» **Extracto de página**:
Conferencia General Abril 1969
La Maravilla de Jesús

por el Élder Gordon B. Hinckley
Del Consejo de los Doce
Queridos hermanos y hermanas, soy muy consciente de la vasta congregación a la que me dirijo en este glorioso tiempo de Pascua. Humildemente, busco la inspiración del Espíritu Santo.
Servicio memorial por Dwight D. Eisenhower
Con millones de otros alrededor del mundo, vi el lunes pasado el servicio fúnebre del presidente Dwight D. Eisenhower. Observé el solemne acto: los portadores del féretro, jóvenes en uniforme militar que representaban a sus legiones de camaradas en armas. Escuché el estruendo de los cañones, un último saludo a un soldado dedicado, comandante de la más poderosa máquina militar jamás reunida. Noté a los jefes de estado, hombres que se habían reunido desde los rincones más lejanos de la tierra para honrar a un expresidente de los Estados Unidos. Todo esto fue apropiado y digno de un hombre tan grande. Pero mientras miraba los rostros de aquellos que estaban de luto, vi en mi mente, a través y por encima de todo esto, la incomparable maravilla del Hijo de Dios.
Aquí había un servicio memorial para uno de los líderes de la tierra, un honorable jefe de estado y un respetado comandante militar. Para quienes lloraban, había satisfacción en la certeza de una vida bien vivida. Sin embargo, el consuelo—ese consuelo que todos buscan en tales ocasiones—vino solo de las suaves palabras, el ejemplo de una vida sencilla y el testimonio de la resurrección del Hombre de Paz, aquel que nunca levantó la espada de la guerra, que nunca gobernó como jefe de estado, que caminó entre los pobres, que murió en la cruz y fue sepultado en una tumba prestada.

» **Qué hacer**: Edita el fragmento del texto sobre la maravilla de Jesús que va desde "Servicio memorial por" hasta "Hijo de Dios.", ambos incluidos, sustituyendo "servicio fúnebre" por "sepelio".

» **Datos del ejercicio**:
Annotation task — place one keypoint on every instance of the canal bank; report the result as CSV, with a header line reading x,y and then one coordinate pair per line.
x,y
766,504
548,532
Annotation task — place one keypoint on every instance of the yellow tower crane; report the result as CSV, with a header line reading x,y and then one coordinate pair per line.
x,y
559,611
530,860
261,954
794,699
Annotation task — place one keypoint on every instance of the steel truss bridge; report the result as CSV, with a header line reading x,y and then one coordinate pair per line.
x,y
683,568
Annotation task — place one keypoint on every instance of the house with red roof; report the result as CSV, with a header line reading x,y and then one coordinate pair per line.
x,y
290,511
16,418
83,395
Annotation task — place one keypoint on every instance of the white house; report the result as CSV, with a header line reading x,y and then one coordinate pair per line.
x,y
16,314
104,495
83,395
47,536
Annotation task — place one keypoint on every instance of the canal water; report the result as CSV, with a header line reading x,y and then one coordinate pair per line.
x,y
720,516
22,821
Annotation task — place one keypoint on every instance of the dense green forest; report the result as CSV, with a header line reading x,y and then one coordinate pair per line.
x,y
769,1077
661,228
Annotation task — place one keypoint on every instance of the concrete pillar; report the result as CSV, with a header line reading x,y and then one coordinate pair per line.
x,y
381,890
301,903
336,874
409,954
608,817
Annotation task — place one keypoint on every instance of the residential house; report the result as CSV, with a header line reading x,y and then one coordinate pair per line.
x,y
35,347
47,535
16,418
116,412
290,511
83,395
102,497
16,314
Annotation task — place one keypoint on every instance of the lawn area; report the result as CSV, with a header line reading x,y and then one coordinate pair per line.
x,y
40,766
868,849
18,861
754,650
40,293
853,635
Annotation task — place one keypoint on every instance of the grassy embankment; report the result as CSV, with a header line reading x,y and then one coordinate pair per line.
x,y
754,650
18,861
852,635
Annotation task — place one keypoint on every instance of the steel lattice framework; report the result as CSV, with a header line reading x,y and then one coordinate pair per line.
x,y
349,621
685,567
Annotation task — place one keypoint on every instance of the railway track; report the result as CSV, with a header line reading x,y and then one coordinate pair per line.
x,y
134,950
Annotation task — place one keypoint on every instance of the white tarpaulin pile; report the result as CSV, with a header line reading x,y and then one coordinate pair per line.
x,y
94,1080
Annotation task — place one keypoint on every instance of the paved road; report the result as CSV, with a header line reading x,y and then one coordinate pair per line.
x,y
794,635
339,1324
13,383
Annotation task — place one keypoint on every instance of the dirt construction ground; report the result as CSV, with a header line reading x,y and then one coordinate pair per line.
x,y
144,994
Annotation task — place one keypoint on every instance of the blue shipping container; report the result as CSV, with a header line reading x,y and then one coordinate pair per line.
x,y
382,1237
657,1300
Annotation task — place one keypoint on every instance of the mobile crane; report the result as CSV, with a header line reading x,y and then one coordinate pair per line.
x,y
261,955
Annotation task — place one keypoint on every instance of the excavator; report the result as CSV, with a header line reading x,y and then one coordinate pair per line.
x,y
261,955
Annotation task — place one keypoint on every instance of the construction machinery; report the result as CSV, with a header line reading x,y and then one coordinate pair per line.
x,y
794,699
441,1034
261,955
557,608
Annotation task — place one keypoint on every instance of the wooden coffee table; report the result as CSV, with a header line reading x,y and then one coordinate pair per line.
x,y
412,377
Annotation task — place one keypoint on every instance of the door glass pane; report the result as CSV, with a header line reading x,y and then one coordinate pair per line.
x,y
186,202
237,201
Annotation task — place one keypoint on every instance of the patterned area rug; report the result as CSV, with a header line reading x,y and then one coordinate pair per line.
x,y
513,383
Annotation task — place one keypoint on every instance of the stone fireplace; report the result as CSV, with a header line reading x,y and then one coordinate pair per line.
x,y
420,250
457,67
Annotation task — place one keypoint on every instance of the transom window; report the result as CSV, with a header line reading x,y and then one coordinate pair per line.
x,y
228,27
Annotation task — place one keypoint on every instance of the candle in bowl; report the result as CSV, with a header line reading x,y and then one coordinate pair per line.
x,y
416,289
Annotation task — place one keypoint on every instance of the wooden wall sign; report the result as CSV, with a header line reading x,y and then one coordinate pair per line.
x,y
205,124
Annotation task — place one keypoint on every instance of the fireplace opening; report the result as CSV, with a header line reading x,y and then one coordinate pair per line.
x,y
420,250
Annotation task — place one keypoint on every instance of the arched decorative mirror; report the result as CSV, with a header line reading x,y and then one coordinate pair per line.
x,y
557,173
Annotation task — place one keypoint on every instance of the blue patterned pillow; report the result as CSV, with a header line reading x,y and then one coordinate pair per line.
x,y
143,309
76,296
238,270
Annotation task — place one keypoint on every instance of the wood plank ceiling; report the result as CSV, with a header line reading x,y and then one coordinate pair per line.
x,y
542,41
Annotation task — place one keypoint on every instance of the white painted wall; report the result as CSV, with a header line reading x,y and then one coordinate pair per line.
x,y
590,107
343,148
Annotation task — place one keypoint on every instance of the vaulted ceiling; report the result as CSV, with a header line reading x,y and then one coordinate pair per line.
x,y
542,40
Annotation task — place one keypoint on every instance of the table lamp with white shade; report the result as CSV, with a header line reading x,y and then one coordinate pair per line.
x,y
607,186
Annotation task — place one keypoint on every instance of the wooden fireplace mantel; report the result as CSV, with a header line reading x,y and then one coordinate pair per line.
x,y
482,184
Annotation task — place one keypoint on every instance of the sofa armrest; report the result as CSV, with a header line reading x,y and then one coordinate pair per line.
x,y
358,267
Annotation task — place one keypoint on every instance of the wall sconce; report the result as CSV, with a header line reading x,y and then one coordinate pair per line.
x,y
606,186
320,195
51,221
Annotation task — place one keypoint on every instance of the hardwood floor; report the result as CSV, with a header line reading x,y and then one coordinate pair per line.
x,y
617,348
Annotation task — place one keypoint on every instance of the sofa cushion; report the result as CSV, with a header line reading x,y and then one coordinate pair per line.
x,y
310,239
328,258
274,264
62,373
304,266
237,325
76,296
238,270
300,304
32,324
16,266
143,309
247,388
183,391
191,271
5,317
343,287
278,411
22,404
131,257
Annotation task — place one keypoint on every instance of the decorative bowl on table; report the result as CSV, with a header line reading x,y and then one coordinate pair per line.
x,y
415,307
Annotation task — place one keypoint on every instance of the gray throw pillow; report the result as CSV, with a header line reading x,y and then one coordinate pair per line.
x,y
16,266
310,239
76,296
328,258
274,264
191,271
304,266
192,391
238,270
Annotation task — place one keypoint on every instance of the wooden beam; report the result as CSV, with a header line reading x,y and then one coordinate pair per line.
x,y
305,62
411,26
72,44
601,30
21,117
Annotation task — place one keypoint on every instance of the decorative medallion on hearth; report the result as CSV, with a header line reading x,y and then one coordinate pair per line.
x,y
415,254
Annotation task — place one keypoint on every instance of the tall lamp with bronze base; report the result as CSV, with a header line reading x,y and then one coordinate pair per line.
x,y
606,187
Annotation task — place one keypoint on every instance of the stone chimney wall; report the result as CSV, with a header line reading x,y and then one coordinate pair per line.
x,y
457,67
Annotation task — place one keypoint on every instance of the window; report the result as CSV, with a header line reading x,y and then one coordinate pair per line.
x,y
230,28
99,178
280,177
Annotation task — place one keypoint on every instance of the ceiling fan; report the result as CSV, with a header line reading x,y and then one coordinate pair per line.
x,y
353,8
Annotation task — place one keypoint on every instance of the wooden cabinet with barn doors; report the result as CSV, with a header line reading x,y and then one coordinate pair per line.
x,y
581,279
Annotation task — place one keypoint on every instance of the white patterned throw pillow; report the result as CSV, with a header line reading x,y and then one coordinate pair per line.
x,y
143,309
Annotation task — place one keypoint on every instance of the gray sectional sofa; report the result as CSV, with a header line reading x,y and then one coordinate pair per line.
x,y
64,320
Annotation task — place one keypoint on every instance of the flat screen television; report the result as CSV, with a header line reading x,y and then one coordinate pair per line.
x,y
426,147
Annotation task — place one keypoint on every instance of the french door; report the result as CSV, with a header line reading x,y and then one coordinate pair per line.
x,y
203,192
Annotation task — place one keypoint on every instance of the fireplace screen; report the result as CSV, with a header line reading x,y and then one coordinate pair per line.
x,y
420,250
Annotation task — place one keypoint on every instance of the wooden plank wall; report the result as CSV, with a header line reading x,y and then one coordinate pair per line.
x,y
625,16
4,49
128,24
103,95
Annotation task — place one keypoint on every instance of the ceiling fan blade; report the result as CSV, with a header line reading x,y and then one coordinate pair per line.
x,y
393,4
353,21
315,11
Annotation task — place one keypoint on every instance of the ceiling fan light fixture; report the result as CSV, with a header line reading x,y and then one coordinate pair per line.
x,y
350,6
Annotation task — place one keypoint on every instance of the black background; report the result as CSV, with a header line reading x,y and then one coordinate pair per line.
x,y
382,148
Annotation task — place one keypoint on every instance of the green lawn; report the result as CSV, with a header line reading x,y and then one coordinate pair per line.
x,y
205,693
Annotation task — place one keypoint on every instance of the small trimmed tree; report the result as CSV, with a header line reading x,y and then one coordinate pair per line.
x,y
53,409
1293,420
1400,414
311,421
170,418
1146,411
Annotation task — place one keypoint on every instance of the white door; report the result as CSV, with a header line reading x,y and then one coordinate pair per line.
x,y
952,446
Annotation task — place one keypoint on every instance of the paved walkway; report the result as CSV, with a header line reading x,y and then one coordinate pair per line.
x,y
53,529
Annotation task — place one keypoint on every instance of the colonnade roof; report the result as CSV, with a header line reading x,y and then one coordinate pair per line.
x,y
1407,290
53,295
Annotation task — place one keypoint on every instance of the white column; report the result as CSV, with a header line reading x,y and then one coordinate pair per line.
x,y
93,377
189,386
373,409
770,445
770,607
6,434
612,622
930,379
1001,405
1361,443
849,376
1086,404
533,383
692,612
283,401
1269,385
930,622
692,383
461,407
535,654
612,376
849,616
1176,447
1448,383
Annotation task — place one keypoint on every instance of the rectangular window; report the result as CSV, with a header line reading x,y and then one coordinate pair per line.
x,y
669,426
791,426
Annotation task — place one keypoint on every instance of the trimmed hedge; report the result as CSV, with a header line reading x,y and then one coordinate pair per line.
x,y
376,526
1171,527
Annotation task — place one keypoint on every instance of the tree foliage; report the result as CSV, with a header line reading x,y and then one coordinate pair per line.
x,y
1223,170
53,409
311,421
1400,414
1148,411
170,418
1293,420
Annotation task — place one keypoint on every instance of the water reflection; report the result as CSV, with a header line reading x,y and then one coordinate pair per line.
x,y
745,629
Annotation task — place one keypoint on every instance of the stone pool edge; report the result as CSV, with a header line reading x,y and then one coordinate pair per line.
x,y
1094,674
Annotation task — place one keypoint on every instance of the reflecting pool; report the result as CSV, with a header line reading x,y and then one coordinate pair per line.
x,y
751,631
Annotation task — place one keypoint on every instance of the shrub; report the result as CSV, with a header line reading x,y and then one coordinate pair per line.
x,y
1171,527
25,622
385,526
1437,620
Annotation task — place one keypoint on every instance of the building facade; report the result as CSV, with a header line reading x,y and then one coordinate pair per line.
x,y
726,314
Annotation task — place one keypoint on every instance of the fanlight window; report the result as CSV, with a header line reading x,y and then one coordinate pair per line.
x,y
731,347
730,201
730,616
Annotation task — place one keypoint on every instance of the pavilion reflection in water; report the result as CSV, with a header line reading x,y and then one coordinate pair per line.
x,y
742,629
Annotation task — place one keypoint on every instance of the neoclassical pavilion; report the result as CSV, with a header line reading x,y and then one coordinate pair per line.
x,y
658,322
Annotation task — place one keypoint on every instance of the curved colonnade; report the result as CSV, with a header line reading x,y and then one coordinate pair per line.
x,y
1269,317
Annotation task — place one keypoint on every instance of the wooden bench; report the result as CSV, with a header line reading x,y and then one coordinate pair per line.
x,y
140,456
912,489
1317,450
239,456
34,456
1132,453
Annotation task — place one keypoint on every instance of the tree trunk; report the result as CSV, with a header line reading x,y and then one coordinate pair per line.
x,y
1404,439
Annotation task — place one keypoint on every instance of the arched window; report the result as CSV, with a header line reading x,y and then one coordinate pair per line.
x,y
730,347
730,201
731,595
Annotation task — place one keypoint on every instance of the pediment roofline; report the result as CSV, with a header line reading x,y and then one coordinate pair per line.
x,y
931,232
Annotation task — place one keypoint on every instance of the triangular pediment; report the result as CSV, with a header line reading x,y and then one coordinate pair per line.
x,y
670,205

» **Respuesta**:
Servicio memorial por Dwight D. Eisenhower
Con millones de otros alrededor del mundo, vi el lunes pasado el sepelio del presidente Dwight D. Eisenhower. Observé el solemne acto: los portadores del féretro, jóvenes en uniforme militar que representaban a sus legiones de camaradas en armas. Escuché el estruendo de los cañones, un último saludo a un soldado dedicado, comandante de la más poderosa máquina militar jamás reunida. Noté a los jefes de estado, hombres que se habían reunido desde los rincones más lejanos de la tierra para honrar a un expresidente de los Estados Unidos. Todo esto fue apropiado y digno de un hombre tan grande. Pero mientras miraba los rostros de aquellos que estaban de luto, vi en mi mente, a través y por encima de todo esto, la incomparable maravilla del Hijo de Dios.